» Texte
Simone Veil vient de nous quitter, ce 30
juin 2017, et un hommage national est
déjà prévu, aux Invalides, pour mercredi 5 juillet.
Simone Veil est, d’abord, la femme qui
permit l’interruption volontaire de grossesse (IVG) à une époque où beaucoup de
femmes se faisaient avorter clandestinement avec des risques sanitaires
énormes. L’avortement était alors condamné.
La loi qui porte son nom entre en
vigueur le 17 janvier 1975 tandis que Valéry Giscard d’Estaing préside le pays
assisté de son 1° ministre corrézien Jacques Chirac (qui claquera bientôt la porte !)
Devant le Parlement composé d’hommes
Simone défend sa loi. Elle n’ignore pas que l’avortement c’est la mort d’un
enfant à venir, mais elle défend d’abord le droit des femmes, celles qui ont
été victimes d’un viol, celles qui ne savaient pas pour la contraception parce
que pas encore bien enseignée, pas suffisamment vulgarisée…
Devant les députés elle se bat. On lui
lance à la figure l’argument d’euthanasie légale. Ça la renvoie terriblement à
son passé douloureux.
Car Simon Veil, née Jacob, a connu la
déportation et s’est retrouvée au camp d’Auschwitz-Birkenau avec sa famille, en
avril 1944. Elle a connu l’enfer. Ses deux sœurs, Madeleine et Denise, et
elle-même ont été les seules survivantes !
Une blessure indélébile et sa marque
sous la forme d’un matricule 78651 qui la suivront toute sa vie.
Après la Libération, elle reprend de
brillantes études et décroche une Licence de droit. Puis elle intègre l'Institut
d'Etudes Politiques de Paris. Elle entame alors une carrière dans la magistrature
attachée à la direction de l'administration pénitentiaire du ministère
de la Justice. En 1970, elle
devient secrétaire général du Conseil Supérieur de la magistrature.
Et puis Giscard d’Estaing est élu à la Présidence de la
République ! Ministre de la Santé, elle obtiendra donc le vote d’une loi
sur l’IVG, qui ne fait toujours pas l’unanimité.

» Consigne A
Les affirmations suivantes concordent-elles avec le texte ? (i) La loi portant le nom de Simone Veil entre en vigueur le 17 janvier 1975. (ii) Simone Veil arrive au camp d’Auschwitz-Birkenau en 1945. (iii) En 1970, elle devient ministre de la Santé. Répondez à chacune par oui ou non, en citant mot pour mot le passage du texte qui tranche.
Le texte et les enregistrements ne proviennent pas de la même source.

» Les enregistrements
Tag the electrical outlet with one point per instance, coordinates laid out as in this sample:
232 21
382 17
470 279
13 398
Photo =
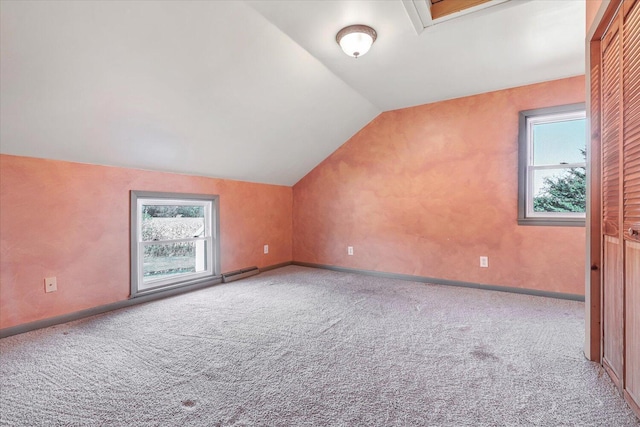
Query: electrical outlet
50 284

» Consigne B
Recopiez toutes les lignes des enregistrements en remplaçant « electrical outlet » par « wall socket », sans rien changer d’autre, et laissez de côté les images, s’il vous plaît.

» Réponse A
(i) Oui : « La loi qui porte son nom entre en vigueur le 17 janvier 1975 ».
(ii) Non : « s’est retrouvée au camp d’Auschwitz-Birkenau avec sa famille, en avril 1944 ».
(iii) Non : « En 1970, elle devient secrétaire général du Conseil Supérieur de la magistrature ».

» Réponse B
Tag the wall socket with one point per instance, coordinates laid out as in this sample:
232 21
382 17
470 279
13 398
Photo =
Query: wall socket
50 284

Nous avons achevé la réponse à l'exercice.